§ **How to complete this task**
Count the lines in the entries that contain the string "instance". State nothing but the number.
Available data Block Start
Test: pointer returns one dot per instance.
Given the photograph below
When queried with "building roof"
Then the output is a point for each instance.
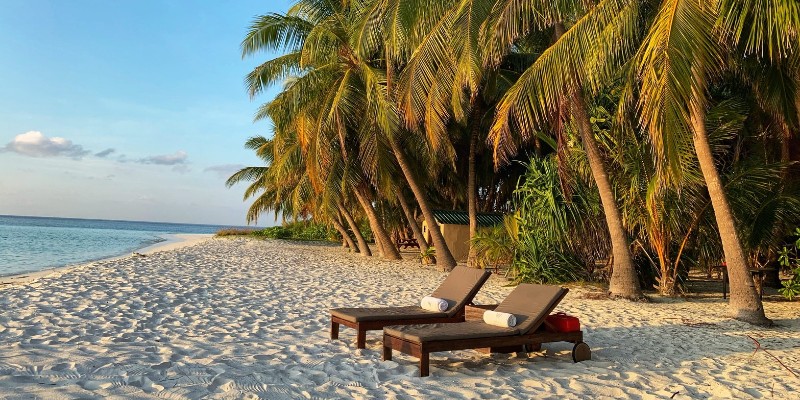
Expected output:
(453, 217)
Available data Block End
§ **Written answer**
2